SPRUCE Backlog - peshkira/c3po GitHub Wiki

Spruce Backlog

This is a simple page summarising the work I have done for the SPRUCE Award. Note, that it covers only days, where I have worked on this project.

April 4:

Talk with SCAPE partners (TUW/KEEPS/SB) to align the work that will be done, in order not to duplicate work. Discussion about object identifiers, meta-data consolidation, further integration with SCOUT, HBase backend, abstracted backend interface and more. Idea: Create a ROADMAP for the tool that will be publicly visible in this repository for other developers to see.

April 15:

Designing the new persistence layer interface. Thinking about the new filtering convention and how the potential changes will impact the framework and the codebase.

April 16:

Designing the new Controller. Creating some graphs (which might be useful for the Dev Guide). Thinking about later integration with the refactored WebApp and new REST API. More work has to be done here.

April 17:

Adding new persistence layer interface. Deprecating a lot of code. Removing some unnecessary files. Cleaning up the API project and documenting the new classes. Refactoring the model classes where necessary. Updating the Configurator, so that the persistence layer is chosen via a configuration.

April 18:

Starting implementation of the default persistence layer, which involved a lot of refactoring and moving code around.

April 22:

First simple implementation of the interface with Mongo. Implementing the Filter serializer and a new filtering convention that each backend provider has to follow. (All filters are connected with a logical AND except if they go over the same property, then a logical OR is used). Also adding some filter caching.

April 24:

Fixing some failing tests, removing some old unnecessary tests. Adding new tests. Starting refactoring of the map/reduce framework. As not all backends will be able to support map/reduce the current framework is being refactored as a mongo specific implementation. The numeric aggregations work. Next up the histograms...

April 26:

Optimized Mongo Persistence Layer a bit. Refactored the histograms retrieval. Now the results are also cached, which will make the Web App much snappier, when it is reimplemented. Deprecating a lot of stuff. Writing mongo persistence layer tests. Adding Javadocs. Bonus - we created a logo :)

April 27:

Finished persistence layer abstraction (only deprecated methods have to be removed). Fixed bugs in Mongo update method. Added new tests. Made Serializers more robust. Started redesigning the Controller.

April 29:

Started changing the adaptor interface. Now it is much easier for a third party developer to extend an adaptor. The framework does the whole thread management and the only thing that one has to care about is the parsing and adaptation to the internal model. Fixed some Controller issues (Thread management). Added new Consolidator thread pool. Refactoring the structure of the api project a bit (to meet the new changes) and removing some old boilerplate code.

April 30:

Cleaned up the FITS Adaptor. Removing some features, that should be handled by the Abstract adaptor. Starting some work on pre and post processing rules. Started cleaning up the Controller and preparing it for the new changes. Adding javadocs

May 2:

Refactoring application configurations in order to make it more clear what the controller expects and what it can obtain by itself. Adding some new processing rules. Allowing the configuration of the processing rules. Started work on the consolidator implementation (some parts are tricky, needs more work)

+ + +

* [To do]
According to the SPRUCE backlog, which logical operator joins filters that apply to the same property?

+ + +

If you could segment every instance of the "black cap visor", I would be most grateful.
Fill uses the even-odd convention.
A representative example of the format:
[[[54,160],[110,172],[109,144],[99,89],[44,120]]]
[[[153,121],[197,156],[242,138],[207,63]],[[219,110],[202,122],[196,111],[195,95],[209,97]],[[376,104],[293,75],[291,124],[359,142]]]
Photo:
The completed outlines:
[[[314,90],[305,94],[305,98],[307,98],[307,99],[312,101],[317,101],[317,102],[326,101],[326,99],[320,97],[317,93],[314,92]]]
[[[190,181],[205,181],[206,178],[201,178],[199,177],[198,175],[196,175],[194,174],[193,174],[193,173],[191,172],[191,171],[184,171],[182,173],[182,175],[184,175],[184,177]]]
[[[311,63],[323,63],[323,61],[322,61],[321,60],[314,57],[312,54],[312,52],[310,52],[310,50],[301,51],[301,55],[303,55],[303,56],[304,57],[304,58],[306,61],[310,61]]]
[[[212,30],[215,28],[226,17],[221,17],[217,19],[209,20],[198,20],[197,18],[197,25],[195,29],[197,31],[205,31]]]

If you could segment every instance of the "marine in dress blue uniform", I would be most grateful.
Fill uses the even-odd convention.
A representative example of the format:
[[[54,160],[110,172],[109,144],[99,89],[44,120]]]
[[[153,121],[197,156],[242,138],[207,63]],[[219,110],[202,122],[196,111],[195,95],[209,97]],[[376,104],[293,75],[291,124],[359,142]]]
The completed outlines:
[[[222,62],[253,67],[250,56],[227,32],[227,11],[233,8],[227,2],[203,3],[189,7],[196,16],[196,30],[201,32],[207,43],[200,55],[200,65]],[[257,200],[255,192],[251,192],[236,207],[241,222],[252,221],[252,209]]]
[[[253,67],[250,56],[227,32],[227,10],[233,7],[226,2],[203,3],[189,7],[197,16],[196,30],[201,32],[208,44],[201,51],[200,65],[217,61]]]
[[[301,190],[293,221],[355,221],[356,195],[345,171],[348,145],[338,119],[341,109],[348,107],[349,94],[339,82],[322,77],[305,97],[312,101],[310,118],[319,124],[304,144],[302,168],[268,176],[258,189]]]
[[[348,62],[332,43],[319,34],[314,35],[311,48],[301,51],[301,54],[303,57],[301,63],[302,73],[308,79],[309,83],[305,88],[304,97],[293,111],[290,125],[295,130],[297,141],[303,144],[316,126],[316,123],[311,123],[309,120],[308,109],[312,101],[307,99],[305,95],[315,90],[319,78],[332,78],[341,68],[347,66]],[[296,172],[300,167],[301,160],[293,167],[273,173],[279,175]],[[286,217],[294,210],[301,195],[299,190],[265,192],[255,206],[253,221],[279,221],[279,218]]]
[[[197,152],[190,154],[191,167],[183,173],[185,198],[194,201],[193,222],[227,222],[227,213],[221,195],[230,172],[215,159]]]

+ + +

* [Result of this task]
A logical OR.